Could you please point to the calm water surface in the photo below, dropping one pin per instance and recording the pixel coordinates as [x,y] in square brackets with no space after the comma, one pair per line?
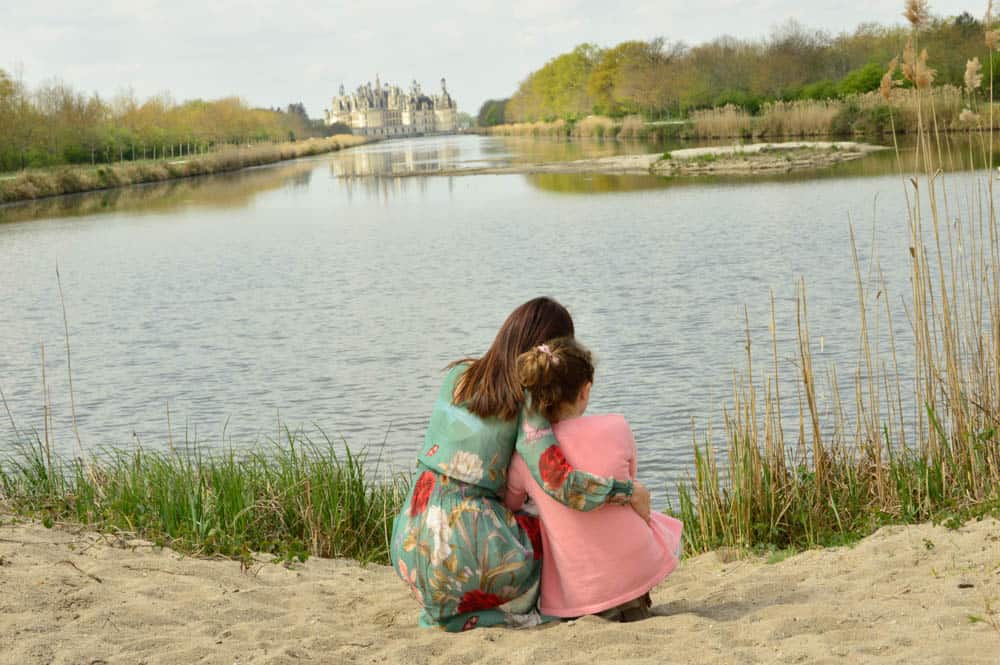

* * * *

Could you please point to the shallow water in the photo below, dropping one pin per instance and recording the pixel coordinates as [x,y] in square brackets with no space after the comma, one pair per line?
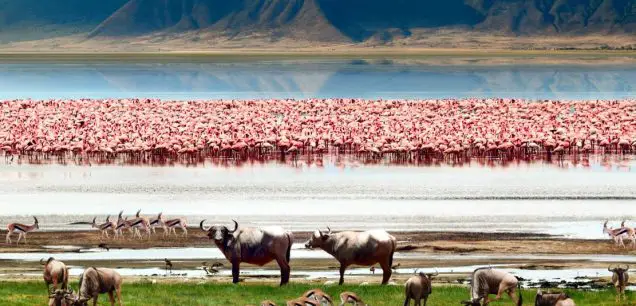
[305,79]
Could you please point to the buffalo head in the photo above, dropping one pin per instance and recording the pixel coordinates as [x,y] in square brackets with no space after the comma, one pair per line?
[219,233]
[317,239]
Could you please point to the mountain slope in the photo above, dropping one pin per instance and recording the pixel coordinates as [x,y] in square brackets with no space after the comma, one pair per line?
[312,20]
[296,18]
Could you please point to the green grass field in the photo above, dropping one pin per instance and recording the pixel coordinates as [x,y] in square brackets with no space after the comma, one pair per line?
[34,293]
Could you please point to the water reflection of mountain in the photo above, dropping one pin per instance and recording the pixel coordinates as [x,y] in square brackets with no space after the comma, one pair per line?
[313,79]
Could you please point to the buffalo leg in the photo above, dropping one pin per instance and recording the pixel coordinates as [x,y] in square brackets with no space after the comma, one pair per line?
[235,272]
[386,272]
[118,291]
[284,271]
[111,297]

* * * *

Gather each line in the records above that contains the string "below". The match is case-sensitive.

§ Expected answer
Could you please point to the calm water surface in the photo below, dropping one pin per instance and recording the pixel coordinates as [x,y] in square brackets with no space after the comma, one pair per line?
Could you please point to the shallow water in the photo below, dropping one pin per instance and recording the pixel coordinates as [x,y] in square brackets with no space after the comma, one pair per line?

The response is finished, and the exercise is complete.